SET PROBLEM. Copy exactly the lines from the one containing "of the skate" through the last line of the records, both included, and nothing more.

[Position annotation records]
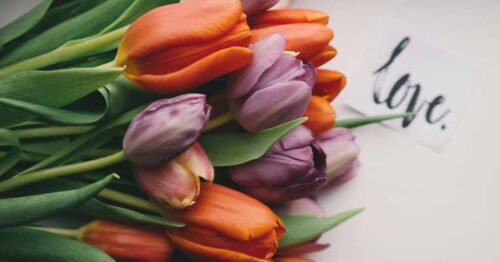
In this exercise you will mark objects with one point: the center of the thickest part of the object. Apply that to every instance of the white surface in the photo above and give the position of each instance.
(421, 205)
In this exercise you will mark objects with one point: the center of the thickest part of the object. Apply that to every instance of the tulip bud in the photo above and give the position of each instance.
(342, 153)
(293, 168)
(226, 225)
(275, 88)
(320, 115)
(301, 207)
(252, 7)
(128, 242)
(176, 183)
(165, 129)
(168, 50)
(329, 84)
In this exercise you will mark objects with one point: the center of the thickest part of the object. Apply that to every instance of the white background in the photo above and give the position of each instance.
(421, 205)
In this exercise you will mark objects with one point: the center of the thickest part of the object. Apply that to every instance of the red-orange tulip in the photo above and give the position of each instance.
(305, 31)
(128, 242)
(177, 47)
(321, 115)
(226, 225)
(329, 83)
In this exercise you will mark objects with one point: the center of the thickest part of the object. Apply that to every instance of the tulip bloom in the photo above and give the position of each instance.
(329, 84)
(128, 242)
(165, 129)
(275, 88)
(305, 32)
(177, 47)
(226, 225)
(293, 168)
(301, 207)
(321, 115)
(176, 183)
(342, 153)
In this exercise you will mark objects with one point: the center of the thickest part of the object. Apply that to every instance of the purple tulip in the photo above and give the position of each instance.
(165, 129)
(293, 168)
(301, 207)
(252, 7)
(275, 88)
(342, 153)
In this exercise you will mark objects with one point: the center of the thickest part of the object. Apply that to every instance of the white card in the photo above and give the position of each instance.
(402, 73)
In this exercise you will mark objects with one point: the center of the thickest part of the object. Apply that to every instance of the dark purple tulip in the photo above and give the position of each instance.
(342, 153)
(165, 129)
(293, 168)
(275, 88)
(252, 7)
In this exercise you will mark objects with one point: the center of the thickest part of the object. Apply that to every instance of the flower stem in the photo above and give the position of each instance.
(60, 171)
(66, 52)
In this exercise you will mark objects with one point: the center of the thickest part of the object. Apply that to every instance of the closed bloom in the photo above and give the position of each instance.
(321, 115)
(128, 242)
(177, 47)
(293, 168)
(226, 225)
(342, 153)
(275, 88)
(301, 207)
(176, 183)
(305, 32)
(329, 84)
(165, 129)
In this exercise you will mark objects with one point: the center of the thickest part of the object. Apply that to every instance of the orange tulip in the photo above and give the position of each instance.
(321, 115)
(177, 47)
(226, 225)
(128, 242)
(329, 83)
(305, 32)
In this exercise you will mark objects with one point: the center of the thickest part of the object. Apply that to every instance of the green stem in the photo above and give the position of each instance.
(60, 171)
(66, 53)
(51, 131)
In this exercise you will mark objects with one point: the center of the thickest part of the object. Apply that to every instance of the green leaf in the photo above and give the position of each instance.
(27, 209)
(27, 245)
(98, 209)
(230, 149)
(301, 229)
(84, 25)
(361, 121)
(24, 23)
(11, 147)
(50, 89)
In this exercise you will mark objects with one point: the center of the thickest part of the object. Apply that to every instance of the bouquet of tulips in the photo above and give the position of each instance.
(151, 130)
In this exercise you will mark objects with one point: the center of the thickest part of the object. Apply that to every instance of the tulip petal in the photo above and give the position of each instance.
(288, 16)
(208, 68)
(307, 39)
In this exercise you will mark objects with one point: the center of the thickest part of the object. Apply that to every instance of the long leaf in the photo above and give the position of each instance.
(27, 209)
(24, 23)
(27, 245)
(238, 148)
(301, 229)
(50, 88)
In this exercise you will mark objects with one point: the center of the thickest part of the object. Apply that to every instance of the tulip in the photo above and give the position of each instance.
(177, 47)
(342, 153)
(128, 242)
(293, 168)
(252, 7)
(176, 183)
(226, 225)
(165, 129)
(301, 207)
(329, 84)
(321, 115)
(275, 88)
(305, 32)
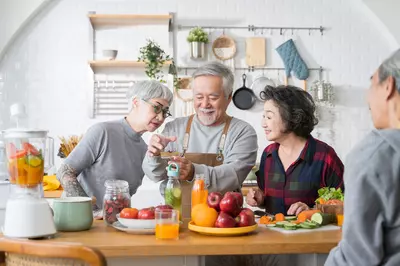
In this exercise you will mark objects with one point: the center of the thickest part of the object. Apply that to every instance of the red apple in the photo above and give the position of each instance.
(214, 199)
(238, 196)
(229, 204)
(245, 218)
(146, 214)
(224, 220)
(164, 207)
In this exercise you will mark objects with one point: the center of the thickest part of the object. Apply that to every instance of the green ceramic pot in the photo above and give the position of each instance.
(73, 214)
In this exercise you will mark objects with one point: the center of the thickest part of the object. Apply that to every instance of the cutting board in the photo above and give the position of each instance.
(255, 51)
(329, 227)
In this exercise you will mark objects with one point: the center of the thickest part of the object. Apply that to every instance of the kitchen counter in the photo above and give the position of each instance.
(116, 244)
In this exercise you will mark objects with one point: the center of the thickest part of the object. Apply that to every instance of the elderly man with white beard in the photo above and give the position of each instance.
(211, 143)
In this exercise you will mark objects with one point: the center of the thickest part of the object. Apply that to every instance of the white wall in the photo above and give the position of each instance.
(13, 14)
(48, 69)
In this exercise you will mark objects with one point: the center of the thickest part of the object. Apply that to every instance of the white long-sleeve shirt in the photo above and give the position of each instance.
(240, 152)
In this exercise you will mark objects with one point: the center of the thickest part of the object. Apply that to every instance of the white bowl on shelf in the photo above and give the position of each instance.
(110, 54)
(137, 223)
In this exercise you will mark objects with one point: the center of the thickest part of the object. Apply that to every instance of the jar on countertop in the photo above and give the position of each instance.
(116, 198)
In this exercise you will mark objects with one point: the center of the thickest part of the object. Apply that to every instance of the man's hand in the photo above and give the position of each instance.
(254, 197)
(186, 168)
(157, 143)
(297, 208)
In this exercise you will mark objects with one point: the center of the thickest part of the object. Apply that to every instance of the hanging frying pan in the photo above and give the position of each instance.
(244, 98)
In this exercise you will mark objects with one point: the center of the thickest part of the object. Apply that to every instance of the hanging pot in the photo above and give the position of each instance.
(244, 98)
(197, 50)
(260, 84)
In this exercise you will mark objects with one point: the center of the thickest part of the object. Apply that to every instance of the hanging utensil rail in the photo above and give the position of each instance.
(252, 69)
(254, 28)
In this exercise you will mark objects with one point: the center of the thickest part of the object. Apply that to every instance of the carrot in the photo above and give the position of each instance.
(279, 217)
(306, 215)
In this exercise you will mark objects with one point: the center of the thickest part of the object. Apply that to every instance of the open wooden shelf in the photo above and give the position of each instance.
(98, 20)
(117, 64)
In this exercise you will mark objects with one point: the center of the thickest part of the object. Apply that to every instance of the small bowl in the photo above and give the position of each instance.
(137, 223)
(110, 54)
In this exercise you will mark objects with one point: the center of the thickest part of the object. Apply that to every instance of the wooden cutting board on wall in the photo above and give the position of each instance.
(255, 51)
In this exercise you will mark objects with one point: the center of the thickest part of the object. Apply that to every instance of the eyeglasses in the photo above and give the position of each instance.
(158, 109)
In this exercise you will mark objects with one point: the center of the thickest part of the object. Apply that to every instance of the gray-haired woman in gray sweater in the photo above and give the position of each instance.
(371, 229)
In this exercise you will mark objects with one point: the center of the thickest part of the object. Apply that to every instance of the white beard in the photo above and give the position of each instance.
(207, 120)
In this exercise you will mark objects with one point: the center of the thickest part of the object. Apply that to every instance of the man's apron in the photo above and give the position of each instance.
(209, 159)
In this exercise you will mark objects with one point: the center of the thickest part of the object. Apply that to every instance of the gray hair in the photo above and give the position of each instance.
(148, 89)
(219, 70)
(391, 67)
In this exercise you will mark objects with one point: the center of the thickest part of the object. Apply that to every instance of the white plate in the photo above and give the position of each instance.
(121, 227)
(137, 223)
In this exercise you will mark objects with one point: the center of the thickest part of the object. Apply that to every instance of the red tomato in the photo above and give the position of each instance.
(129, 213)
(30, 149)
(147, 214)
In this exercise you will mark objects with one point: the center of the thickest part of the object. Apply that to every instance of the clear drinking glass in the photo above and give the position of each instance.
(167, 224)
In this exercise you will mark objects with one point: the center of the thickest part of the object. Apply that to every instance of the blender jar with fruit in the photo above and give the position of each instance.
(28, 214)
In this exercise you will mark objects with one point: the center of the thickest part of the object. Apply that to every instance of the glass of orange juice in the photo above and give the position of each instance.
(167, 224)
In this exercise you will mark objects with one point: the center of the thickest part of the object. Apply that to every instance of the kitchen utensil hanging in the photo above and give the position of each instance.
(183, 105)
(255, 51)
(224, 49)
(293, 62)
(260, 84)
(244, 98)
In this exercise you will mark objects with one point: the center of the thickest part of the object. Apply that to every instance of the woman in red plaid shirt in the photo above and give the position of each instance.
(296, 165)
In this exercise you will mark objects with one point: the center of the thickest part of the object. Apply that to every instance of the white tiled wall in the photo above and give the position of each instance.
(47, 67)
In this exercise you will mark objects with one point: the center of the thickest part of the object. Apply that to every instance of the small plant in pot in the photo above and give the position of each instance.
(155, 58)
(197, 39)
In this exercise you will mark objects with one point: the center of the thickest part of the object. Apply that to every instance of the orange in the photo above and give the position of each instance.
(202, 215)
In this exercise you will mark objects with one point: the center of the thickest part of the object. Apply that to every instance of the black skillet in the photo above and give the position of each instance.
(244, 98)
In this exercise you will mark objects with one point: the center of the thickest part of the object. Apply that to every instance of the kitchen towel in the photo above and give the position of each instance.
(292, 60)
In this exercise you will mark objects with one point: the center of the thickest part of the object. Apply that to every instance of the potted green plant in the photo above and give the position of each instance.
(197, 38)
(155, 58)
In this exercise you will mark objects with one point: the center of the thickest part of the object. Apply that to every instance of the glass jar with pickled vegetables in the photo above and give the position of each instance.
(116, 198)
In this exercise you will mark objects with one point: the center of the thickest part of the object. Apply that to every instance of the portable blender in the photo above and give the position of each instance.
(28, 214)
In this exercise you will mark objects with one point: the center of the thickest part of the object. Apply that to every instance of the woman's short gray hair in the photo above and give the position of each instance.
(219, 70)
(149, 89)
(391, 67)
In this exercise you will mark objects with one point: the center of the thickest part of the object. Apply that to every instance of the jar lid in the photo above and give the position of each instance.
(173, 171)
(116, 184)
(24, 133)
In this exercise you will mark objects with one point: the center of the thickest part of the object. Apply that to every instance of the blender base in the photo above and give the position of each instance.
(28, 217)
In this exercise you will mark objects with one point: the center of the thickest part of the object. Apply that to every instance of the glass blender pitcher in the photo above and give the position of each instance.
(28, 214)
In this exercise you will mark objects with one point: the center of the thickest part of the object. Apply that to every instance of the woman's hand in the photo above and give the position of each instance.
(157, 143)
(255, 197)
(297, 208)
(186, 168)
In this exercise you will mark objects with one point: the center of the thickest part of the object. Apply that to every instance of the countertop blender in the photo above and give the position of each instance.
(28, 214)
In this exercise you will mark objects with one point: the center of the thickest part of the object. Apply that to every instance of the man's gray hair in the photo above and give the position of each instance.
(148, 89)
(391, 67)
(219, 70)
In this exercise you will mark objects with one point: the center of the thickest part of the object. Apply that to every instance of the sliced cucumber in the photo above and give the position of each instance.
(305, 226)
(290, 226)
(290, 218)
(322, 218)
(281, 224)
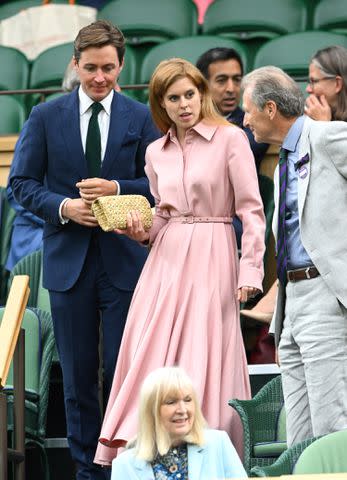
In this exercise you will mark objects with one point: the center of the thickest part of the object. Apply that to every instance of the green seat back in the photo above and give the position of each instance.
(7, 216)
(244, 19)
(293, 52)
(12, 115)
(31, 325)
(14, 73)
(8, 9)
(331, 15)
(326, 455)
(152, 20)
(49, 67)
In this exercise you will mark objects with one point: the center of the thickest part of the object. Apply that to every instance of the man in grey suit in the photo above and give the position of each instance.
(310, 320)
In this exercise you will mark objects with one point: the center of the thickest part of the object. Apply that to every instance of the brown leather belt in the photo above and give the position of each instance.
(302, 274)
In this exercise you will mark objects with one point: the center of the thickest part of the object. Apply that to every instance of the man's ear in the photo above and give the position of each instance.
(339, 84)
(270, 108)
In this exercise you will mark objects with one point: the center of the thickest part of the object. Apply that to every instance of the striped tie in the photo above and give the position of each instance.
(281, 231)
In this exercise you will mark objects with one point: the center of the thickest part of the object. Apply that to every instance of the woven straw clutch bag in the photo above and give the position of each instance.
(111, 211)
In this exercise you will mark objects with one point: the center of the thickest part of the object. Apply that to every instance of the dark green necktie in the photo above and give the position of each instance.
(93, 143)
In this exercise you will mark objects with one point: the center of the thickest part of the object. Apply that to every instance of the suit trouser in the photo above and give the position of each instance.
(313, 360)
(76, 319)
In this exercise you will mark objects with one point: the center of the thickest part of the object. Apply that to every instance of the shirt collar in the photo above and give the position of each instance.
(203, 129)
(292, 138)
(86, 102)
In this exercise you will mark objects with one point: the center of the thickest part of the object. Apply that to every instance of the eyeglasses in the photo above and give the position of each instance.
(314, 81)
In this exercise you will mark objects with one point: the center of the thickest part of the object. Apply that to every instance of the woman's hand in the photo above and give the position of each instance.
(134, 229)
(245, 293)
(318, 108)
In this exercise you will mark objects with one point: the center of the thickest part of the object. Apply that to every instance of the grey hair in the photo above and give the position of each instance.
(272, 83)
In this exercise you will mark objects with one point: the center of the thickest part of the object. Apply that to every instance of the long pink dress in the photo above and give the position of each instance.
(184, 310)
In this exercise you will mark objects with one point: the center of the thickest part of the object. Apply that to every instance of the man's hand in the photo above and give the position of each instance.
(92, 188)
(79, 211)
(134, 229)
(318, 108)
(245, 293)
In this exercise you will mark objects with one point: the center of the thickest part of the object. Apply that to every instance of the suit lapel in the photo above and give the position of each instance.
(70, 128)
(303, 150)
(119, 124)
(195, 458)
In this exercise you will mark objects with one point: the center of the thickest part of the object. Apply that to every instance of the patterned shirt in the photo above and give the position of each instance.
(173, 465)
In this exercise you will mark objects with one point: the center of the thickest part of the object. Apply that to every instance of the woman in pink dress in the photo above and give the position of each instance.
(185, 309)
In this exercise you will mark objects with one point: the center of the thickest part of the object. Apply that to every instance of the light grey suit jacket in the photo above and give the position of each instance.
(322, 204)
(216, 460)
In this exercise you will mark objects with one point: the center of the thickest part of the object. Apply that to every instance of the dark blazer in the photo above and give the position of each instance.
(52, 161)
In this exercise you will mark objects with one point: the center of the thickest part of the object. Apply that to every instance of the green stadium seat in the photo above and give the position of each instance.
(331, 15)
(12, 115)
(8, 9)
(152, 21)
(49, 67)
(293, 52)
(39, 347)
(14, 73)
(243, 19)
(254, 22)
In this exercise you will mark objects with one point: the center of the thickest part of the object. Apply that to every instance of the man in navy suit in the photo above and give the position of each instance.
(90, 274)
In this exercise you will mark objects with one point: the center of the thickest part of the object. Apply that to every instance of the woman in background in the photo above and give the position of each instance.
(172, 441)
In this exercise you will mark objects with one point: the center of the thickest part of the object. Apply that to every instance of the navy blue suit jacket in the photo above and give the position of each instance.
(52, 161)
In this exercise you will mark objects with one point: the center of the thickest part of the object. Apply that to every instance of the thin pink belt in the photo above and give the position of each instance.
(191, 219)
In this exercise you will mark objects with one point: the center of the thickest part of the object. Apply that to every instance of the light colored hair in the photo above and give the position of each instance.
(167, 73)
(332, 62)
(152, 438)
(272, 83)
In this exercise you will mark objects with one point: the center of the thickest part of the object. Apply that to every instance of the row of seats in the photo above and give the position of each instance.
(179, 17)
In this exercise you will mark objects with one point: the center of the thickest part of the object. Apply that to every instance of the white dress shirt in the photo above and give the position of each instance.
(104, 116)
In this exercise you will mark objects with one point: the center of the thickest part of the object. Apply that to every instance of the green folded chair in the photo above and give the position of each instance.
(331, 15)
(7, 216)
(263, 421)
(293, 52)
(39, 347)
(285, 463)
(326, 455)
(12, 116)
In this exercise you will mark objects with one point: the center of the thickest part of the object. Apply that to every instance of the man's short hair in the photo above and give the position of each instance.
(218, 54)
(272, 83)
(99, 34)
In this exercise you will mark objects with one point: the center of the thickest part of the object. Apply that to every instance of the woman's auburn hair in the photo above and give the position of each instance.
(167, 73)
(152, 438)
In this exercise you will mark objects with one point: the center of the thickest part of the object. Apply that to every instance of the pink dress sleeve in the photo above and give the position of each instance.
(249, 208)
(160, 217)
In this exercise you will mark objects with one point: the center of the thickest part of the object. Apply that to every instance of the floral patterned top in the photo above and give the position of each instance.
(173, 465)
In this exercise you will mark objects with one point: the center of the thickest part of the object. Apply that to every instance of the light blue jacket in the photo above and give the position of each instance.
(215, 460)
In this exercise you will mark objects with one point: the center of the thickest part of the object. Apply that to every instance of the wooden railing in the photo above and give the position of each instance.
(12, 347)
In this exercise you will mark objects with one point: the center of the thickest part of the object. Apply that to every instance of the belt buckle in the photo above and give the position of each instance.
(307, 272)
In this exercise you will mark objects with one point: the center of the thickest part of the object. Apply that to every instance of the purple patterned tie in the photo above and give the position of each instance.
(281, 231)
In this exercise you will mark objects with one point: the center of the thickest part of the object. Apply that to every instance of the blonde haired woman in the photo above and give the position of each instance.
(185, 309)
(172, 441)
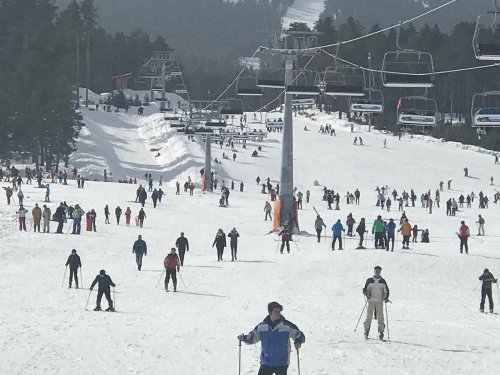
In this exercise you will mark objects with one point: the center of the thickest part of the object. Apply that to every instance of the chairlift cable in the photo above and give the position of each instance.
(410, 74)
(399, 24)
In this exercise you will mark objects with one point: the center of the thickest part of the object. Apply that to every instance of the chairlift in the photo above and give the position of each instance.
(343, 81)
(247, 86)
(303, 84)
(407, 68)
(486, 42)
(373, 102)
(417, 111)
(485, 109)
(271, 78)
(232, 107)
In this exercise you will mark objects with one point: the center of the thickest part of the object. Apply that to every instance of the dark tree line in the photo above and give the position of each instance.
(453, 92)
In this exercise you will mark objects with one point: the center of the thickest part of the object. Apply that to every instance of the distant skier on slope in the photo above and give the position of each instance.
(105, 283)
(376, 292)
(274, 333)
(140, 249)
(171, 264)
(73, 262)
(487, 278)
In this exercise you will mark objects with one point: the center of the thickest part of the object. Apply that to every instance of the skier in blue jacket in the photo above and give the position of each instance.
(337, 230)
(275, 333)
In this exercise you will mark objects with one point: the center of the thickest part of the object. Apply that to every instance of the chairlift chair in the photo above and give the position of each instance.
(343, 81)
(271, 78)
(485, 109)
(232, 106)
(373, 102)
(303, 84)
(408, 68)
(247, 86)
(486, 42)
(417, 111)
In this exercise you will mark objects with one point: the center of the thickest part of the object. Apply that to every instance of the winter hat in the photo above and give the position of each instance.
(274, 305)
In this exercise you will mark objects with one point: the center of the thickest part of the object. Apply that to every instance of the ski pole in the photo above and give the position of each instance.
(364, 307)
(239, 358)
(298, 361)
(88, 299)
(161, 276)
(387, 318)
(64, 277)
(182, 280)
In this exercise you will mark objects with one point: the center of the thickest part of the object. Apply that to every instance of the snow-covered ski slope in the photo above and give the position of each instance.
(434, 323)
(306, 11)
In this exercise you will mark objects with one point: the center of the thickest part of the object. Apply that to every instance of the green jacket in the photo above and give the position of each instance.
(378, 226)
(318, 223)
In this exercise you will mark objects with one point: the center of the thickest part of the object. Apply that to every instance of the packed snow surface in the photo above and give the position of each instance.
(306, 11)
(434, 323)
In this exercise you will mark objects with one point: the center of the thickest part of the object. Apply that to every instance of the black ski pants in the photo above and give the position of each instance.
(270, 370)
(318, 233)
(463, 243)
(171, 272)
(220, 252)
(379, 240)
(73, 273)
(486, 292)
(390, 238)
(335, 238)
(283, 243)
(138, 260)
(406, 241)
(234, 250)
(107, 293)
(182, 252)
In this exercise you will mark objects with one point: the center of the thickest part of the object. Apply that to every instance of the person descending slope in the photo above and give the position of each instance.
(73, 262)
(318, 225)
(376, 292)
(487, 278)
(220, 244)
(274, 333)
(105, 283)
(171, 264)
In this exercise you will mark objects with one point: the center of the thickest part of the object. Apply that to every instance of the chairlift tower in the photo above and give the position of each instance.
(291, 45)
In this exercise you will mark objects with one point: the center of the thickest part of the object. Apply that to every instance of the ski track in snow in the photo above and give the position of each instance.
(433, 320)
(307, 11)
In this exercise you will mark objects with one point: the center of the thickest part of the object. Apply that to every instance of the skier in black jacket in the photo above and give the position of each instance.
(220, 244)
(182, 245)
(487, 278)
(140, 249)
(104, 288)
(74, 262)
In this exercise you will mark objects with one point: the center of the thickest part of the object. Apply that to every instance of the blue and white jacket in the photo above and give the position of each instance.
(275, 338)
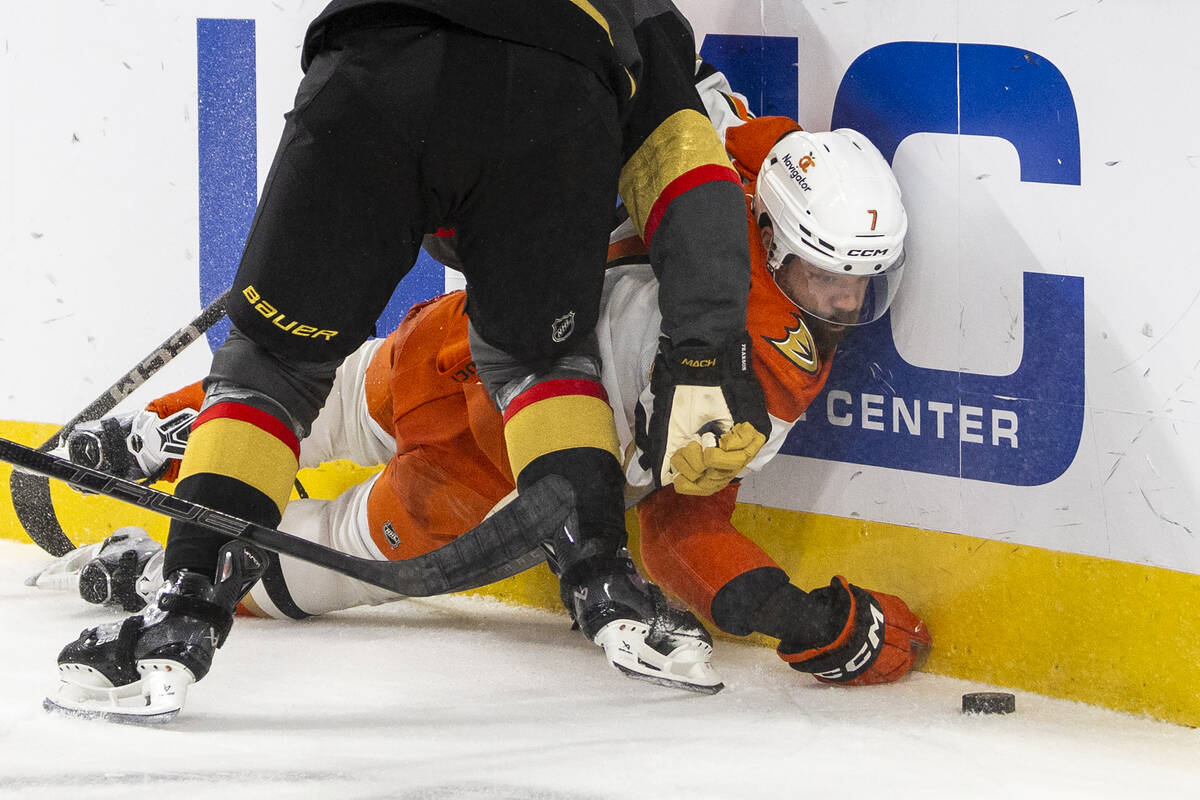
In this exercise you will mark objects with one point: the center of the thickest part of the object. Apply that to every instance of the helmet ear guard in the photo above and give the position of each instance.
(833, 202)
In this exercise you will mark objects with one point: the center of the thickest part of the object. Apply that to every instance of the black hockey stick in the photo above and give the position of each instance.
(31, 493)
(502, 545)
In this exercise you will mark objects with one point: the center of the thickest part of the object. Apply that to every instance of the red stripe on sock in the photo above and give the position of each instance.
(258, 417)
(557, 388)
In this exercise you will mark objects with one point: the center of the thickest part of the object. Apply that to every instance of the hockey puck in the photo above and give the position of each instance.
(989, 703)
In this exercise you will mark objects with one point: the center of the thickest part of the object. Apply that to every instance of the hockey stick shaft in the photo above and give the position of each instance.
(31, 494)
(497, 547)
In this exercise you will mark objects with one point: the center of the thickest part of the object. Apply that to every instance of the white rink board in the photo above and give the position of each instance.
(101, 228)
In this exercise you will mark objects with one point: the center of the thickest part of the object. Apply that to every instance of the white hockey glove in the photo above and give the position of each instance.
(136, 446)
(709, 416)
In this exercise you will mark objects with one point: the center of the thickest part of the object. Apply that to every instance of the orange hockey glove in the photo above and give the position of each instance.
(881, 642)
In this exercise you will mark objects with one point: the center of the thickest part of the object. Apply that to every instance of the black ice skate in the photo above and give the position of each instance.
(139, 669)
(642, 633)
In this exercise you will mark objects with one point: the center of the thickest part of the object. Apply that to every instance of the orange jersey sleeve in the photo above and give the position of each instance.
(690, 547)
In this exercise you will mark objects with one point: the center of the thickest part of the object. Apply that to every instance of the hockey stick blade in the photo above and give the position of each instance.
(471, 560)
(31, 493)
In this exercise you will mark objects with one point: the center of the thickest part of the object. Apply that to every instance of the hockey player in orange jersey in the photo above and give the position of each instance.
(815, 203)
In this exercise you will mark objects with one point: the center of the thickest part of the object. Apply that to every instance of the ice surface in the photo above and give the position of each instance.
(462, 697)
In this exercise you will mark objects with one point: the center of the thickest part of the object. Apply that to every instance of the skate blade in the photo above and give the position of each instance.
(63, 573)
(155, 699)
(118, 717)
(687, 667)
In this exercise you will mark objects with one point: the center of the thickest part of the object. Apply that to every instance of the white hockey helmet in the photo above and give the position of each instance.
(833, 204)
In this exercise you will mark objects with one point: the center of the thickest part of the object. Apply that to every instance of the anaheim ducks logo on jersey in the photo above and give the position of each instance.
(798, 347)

WRITTEN RESPONSE.
In this exercise you will mark objects with one point: the center of the thickest part of the object. Apply that to every instance of the skate blade in the photo above and give the position of each instance.
(63, 573)
(155, 699)
(118, 717)
(687, 667)
In this exercise you will mark objects with one point: the center of the thickest part of the object. Apply that to every instance of the white hockey helmet in the photo above and give the position of each instance.
(833, 204)
In this exercise you will mark objects with one point: the center of the thickest part of the object. Apply that to every instance of the anaheim ducks logo on jersey in the photo above and give the position of each instance.
(798, 347)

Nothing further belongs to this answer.